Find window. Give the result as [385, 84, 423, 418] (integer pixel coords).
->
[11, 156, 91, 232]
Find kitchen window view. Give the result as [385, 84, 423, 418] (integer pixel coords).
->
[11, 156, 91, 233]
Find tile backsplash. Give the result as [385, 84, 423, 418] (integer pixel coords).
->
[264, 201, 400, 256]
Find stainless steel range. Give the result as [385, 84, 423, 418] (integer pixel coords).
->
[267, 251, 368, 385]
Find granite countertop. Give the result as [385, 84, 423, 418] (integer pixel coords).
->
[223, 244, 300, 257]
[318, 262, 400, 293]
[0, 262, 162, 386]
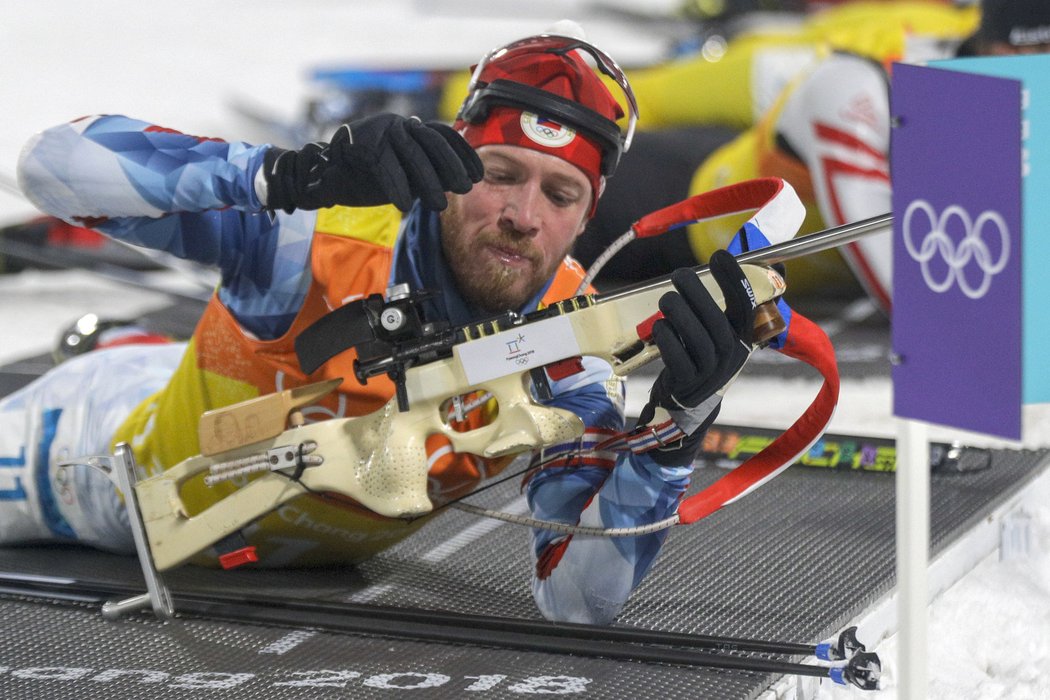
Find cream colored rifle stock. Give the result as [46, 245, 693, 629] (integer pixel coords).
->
[134, 215, 890, 571]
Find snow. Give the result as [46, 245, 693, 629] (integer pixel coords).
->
[0, 0, 1050, 700]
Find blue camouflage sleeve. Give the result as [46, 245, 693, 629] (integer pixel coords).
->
[18, 115, 316, 338]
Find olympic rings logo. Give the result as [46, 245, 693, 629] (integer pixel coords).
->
[903, 199, 1010, 299]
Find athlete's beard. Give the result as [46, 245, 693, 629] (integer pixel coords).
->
[441, 205, 571, 314]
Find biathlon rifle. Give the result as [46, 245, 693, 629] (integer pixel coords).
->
[69, 181, 890, 576]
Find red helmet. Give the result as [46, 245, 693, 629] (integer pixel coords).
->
[455, 34, 637, 212]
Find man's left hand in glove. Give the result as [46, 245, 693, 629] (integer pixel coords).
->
[638, 251, 755, 466]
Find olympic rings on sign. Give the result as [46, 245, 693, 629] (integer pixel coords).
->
[903, 199, 1010, 299]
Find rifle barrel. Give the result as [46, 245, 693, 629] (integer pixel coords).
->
[595, 214, 894, 303]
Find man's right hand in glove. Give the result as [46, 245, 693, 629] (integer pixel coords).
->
[258, 114, 484, 213]
[638, 251, 755, 465]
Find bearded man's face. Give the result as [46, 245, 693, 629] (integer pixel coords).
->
[441, 145, 592, 313]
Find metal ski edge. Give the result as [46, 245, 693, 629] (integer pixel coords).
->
[0, 572, 879, 687]
[697, 423, 992, 473]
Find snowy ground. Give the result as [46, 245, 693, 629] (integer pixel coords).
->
[0, 0, 1050, 700]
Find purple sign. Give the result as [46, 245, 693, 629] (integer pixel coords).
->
[890, 64, 1022, 439]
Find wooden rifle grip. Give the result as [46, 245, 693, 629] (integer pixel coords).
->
[754, 299, 788, 345]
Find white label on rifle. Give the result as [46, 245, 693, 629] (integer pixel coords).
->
[456, 316, 580, 384]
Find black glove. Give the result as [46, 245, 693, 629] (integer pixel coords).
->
[263, 114, 483, 213]
[638, 251, 755, 466]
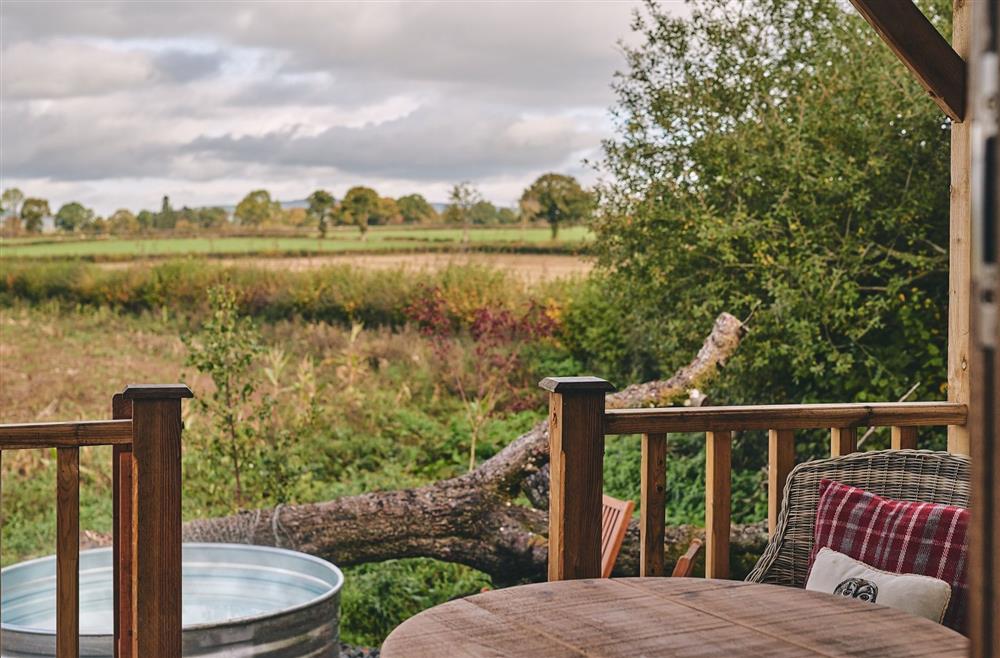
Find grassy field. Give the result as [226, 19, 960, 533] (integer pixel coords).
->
[0, 226, 589, 260]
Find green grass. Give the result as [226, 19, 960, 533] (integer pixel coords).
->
[0, 226, 589, 259]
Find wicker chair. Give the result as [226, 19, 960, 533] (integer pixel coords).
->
[747, 450, 969, 587]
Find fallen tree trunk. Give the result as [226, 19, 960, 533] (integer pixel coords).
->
[184, 313, 752, 584]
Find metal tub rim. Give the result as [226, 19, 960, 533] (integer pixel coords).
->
[0, 542, 344, 639]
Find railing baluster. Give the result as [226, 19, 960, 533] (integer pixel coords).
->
[891, 426, 917, 450]
[830, 427, 858, 457]
[639, 434, 667, 576]
[705, 432, 733, 578]
[767, 430, 795, 534]
[124, 385, 192, 658]
[56, 448, 80, 658]
[111, 393, 135, 658]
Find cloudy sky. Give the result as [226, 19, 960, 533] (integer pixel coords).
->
[0, 0, 682, 213]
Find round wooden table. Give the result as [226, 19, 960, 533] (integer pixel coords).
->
[382, 578, 969, 658]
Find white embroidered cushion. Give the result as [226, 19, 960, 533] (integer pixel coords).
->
[806, 547, 951, 624]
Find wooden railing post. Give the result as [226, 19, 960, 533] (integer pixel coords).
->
[123, 384, 192, 658]
[830, 427, 858, 457]
[56, 440, 80, 658]
[540, 377, 614, 580]
[639, 434, 667, 576]
[111, 393, 134, 658]
[705, 432, 733, 578]
[767, 430, 795, 534]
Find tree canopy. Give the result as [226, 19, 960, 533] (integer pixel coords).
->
[56, 201, 94, 233]
[306, 190, 336, 238]
[0, 187, 24, 216]
[584, 0, 950, 403]
[396, 194, 438, 224]
[340, 186, 379, 236]
[21, 197, 52, 233]
[233, 190, 281, 226]
[521, 174, 593, 240]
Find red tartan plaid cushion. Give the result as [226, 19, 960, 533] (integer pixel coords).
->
[809, 480, 969, 632]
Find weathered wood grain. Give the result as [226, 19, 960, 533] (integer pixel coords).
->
[546, 378, 608, 580]
[889, 425, 917, 450]
[0, 420, 132, 450]
[830, 427, 858, 457]
[851, 0, 967, 121]
[382, 578, 968, 658]
[767, 430, 795, 534]
[604, 402, 968, 434]
[705, 432, 733, 578]
[56, 448, 80, 658]
[639, 434, 667, 576]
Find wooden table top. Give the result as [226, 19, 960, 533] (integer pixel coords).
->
[382, 578, 969, 658]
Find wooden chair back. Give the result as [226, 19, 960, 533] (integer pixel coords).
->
[601, 495, 635, 578]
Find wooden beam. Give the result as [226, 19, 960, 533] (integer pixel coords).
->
[830, 427, 858, 457]
[948, 0, 972, 455]
[889, 425, 917, 450]
[604, 402, 968, 434]
[851, 0, 966, 121]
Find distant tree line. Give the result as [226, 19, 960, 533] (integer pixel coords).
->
[0, 173, 595, 240]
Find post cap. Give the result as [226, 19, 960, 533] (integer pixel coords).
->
[538, 377, 615, 393]
[122, 384, 194, 400]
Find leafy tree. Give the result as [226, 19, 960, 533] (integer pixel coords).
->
[307, 190, 336, 238]
[396, 194, 438, 224]
[108, 208, 140, 235]
[340, 186, 379, 240]
[56, 201, 94, 233]
[0, 215, 24, 237]
[21, 197, 52, 233]
[372, 196, 403, 224]
[584, 0, 950, 410]
[521, 174, 593, 240]
[497, 207, 518, 224]
[469, 199, 498, 226]
[135, 210, 156, 231]
[445, 181, 483, 243]
[191, 206, 229, 228]
[0, 187, 24, 216]
[234, 190, 281, 226]
[184, 286, 271, 507]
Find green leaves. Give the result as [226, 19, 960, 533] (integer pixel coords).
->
[588, 0, 949, 403]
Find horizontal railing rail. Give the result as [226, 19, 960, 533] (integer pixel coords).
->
[0, 385, 191, 658]
[604, 402, 968, 434]
[542, 377, 968, 580]
[0, 419, 132, 450]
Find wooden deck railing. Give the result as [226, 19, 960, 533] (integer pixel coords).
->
[0, 384, 192, 658]
[541, 377, 967, 580]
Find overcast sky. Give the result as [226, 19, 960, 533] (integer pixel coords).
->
[0, 0, 696, 213]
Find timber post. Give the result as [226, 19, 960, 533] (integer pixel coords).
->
[122, 384, 193, 658]
[539, 377, 614, 581]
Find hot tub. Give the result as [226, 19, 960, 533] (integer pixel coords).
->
[0, 544, 344, 658]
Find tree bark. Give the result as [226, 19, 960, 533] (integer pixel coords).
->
[184, 313, 752, 585]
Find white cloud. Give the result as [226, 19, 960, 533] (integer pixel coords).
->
[0, 40, 154, 100]
[0, 0, 688, 212]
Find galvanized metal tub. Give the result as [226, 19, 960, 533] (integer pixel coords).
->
[0, 544, 344, 658]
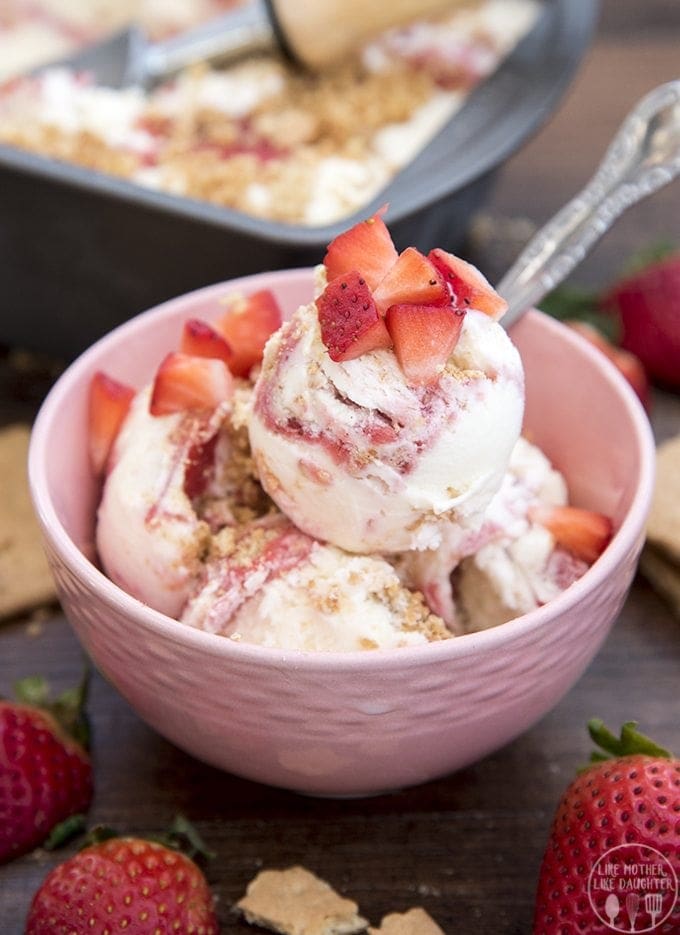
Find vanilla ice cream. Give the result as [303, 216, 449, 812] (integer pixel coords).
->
[97, 387, 267, 617]
[180, 514, 450, 652]
[395, 438, 587, 633]
[249, 294, 524, 554]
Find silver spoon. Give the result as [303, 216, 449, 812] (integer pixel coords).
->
[496, 81, 680, 328]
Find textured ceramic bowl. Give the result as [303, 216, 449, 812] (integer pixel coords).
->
[29, 270, 654, 795]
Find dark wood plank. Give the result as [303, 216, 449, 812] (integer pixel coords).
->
[0, 0, 680, 935]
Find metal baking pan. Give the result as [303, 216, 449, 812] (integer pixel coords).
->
[0, 0, 597, 359]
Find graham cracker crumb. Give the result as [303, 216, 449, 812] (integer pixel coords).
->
[368, 907, 444, 935]
[236, 866, 368, 935]
[385, 582, 451, 642]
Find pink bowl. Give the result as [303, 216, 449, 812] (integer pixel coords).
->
[29, 270, 654, 795]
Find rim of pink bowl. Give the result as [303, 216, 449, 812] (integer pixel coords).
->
[28, 268, 655, 669]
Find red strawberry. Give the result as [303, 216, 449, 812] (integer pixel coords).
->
[602, 253, 680, 389]
[0, 678, 92, 863]
[316, 271, 392, 360]
[87, 370, 135, 475]
[428, 248, 508, 319]
[179, 318, 234, 367]
[373, 247, 450, 315]
[215, 289, 283, 377]
[26, 838, 218, 935]
[385, 305, 465, 384]
[565, 321, 650, 409]
[533, 720, 680, 935]
[530, 506, 612, 565]
[323, 212, 398, 289]
[149, 352, 234, 416]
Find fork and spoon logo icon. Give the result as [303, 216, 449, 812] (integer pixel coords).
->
[588, 844, 679, 933]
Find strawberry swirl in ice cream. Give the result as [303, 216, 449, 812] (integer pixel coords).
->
[89, 214, 611, 652]
[250, 216, 524, 553]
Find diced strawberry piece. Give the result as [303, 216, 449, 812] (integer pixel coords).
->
[602, 251, 680, 389]
[385, 305, 465, 385]
[530, 506, 612, 565]
[215, 289, 283, 377]
[88, 370, 135, 475]
[428, 248, 508, 319]
[149, 352, 234, 416]
[316, 270, 392, 360]
[373, 247, 451, 315]
[323, 212, 399, 289]
[179, 318, 234, 367]
[565, 321, 651, 409]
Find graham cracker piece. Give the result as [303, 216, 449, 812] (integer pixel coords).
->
[368, 907, 444, 935]
[236, 866, 368, 935]
[0, 425, 56, 618]
[647, 435, 680, 563]
[640, 545, 680, 617]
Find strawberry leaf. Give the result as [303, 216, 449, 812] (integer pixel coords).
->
[14, 667, 90, 750]
[540, 286, 619, 344]
[588, 718, 673, 763]
[14, 675, 50, 708]
[50, 668, 90, 750]
[80, 825, 121, 851]
[170, 815, 217, 860]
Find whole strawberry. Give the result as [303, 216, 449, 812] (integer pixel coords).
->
[26, 838, 218, 935]
[533, 720, 680, 935]
[602, 252, 680, 389]
[0, 678, 92, 863]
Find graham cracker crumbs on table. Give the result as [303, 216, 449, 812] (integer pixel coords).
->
[647, 435, 680, 566]
[368, 907, 444, 935]
[236, 866, 368, 935]
[0, 425, 56, 618]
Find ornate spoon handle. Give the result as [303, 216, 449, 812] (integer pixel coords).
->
[497, 81, 680, 328]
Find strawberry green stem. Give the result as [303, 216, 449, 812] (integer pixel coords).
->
[588, 718, 673, 763]
[14, 666, 90, 750]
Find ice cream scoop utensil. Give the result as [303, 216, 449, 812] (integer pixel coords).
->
[496, 81, 680, 328]
[41, 0, 454, 88]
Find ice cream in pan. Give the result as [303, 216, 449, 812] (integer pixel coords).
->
[90, 214, 611, 651]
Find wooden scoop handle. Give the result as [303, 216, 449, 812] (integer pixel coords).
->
[269, 0, 462, 69]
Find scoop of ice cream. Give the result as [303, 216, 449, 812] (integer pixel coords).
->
[181, 514, 450, 652]
[96, 388, 262, 616]
[397, 438, 588, 633]
[250, 303, 524, 553]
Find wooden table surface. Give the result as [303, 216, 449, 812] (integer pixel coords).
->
[0, 0, 680, 935]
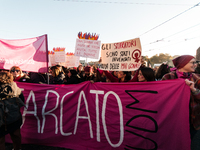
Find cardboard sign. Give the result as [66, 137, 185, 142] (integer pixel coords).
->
[55, 51, 66, 63]
[74, 39, 101, 59]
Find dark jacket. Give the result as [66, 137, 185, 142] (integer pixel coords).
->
[0, 82, 24, 137]
[162, 71, 200, 130]
[50, 72, 65, 84]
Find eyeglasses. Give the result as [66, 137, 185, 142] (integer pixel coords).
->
[190, 61, 197, 65]
[11, 70, 20, 73]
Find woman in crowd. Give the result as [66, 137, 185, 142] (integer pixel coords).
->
[0, 72, 24, 150]
[101, 69, 131, 82]
[162, 55, 200, 150]
[10, 66, 31, 82]
[83, 66, 95, 81]
[77, 65, 84, 82]
[66, 69, 81, 84]
[155, 63, 170, 81]
[50, 66, 65, 84]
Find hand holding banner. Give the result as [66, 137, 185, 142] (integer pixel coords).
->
[99, 38, 142, 71]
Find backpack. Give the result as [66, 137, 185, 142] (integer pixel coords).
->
[0, 97, 25, 127]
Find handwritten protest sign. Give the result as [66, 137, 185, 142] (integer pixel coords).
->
[54, 47, 66, 63]
[61, 55, 80, 67]
[74, 39, 101, 59]
[99, 38, 142, 71]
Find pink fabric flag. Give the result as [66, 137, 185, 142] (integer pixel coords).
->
[0, 35, 48, 72]
[7, 79, 190, 150]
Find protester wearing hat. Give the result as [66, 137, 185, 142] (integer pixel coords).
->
[162, 55, 200, 150]
[83, 66, 95, 81]
[10, 66, 31, 82]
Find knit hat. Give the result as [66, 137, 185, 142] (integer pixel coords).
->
[172, 55, 194, 69]
[97, 68, 103, 76]
[84, 66, 90, 72]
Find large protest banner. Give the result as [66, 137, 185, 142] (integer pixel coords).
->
[7, 79, 190, 150]
[99, 38, 142, 71]
[0, 35, 48, 72]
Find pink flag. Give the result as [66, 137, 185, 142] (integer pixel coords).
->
[7, 79, 190, 150]
[0, 35, 48, 72]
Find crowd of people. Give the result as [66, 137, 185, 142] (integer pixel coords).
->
[0, 55, 200, 149]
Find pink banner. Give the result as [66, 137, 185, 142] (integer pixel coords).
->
[0, 35, 48, 72]
[5, 79, 190, 150]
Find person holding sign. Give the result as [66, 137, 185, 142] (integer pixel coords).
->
[137, 67, 155, 82]
[162, 55, 200, 150]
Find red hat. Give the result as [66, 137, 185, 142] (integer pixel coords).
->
[172, 55, 194, 69]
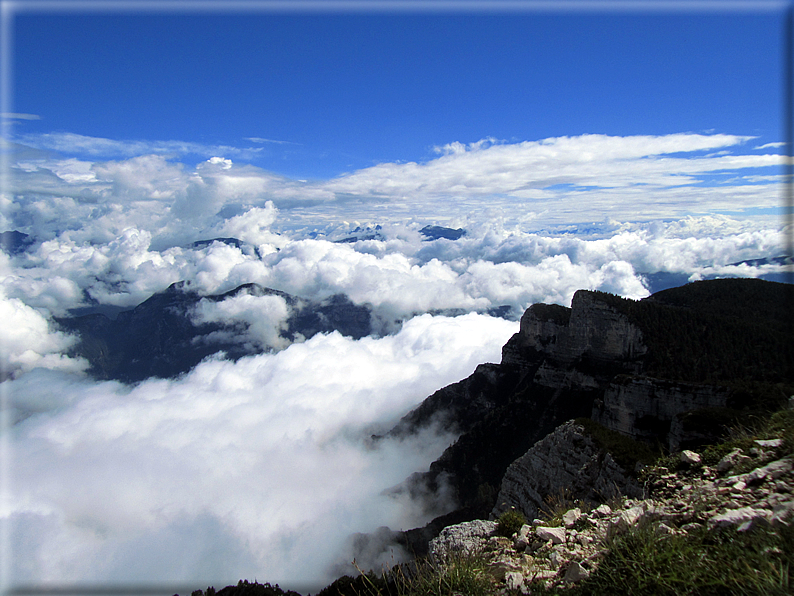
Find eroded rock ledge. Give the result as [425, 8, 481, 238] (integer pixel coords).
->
[429, 434, 794, 594]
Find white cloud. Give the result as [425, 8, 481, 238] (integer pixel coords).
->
[193, 292, 290, 351]
[18, 132, 261, 159]
[7, 133, 784, 245]
[2, 315, 516, 587]
[753, 141, 788, 149]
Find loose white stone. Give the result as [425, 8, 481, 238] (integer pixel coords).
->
[681, 449, 700, 465]
[709, 507, 767, 530]
[755, 439, 783, 449]
[505, 571, 524, 590]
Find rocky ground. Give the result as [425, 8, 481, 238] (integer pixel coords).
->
[430, 426, 794, 594]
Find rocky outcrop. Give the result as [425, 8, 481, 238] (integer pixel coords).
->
[492, 422, 642, 519]
[57, 282, 372, 382]
[591, 377, 729, 451]
[502, 290, 648, 371]
[431, 440, 794, 594]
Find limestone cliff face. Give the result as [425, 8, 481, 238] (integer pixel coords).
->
[382, 280, 794, 552]
[492, 422, 642, 520]
[591, 377, 729, 451]
[502, 290, 648, 371]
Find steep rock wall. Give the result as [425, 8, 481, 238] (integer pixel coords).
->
[492, 422, 642, 520]
[591, 377, 729, 450]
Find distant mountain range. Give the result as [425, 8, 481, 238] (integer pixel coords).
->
[372, 279, 794, 555]
[56, 282, 372, 382]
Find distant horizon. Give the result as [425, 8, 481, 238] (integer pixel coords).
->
[0, 0, 791, 591]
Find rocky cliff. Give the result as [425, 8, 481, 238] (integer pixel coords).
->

____________________

Express everything from the line containing "Find pink bowl." down to the line containing "[640, 545, 680, 617]", both included, as a Markdown table with the columns Row and Line. Number each row and leave out blank lines.

| Row | Line |
|---|---|
| 1 | Find pink bowl. Give the result as [303, 216, 449, 812] (integer pixel coords). |
| 2 | -> |
| 3 | [29, 270, 654, 795] |
| 4 | Find rim of pink bowl. Give the result as [303, 216, 449, 812] (integer pixel coords). |
| 5 | -> |
| 6 | [28, 268, 655, 669] |
| 7 | Find red strawberry. Give the result as [303, 216, 449, 812] (integer pixel coords). |
| 8 | -> |
| 9 | [602, 253, 680, 389] |
| 10 | [0, 678, 92, 863] |
| 11 | [316, 271, 392, 360] |
| 12 | [87, 370, 135, 475] |
| 13 | [428, 248, 508, 319] |
| 14 | [179, 318, 234, 367] |
| 15 | [373, 247, 450, 315] |
| 16 | [215, 289, 283, 377] |
| 17 | [26, 838, 218, 935] |
| 18 | [385, 305, 465, 384] |
| 19 | [565, 321, 650, 409] |
| 20 | [533, 720, 680, 935] |
| 21 | [530, 506, 612, 565] |
| 22 | [323, 212, 398, 289] |
| 23 | [149, 352, 234, 416] |
| 24 | Find fork and spoon logo icon. Give the result as [303, 216, 449, 812] (integer pixel coords). |
| 25 | -> |
| 26 | [588, 844, 679, 933] |
| 27 | Find strawberry swirl in ice cream. Give the result as [303, 216, 449, 812] (integer pixel coords). |
| 28 | -> |
| 29 | [89, 214, 611, 652] |
| 30 | [250, 216, 524, 553] |
| 31 | Find diced strawberry piece. Give the result as [303, 216, 449, 812] (integer pixel coords). |
| 32 | -> |
| 33 | [602, 251, 680, 389] |
| 34 | [385, 305, 465, 385] |
| 35 | [530, 506, 612, 565] |
| 36 | [215, 289, 283, 377] |
| 37 | [88, 370, 135, 475] |
| 38 | [428, 248, 508, 319] |
| 39 | [149, 352, 234, 416] |
| 40 | [316, 270, 392, 360] |
| 41 | [373, 247, 451, 315] |
| 42 | [323, 212, 399, 289] |
| 43 | [179, 318, 234, 367] |
| 44 | [565, 321, 651, 409] |
| 45 | Find graham cracker piece. Give the result as [303, 216, 449, 812] (integer pixel coords). |
| 46 | -> |
| 47 | [368, 907, 444, 935] |
| 48 | [236, 866, 368, 935] |
| 49 | [0, 425, 56, 618] |
| 50 | [647, 435, 680, 563] |
| 51 | [640, 545, 680, 617] |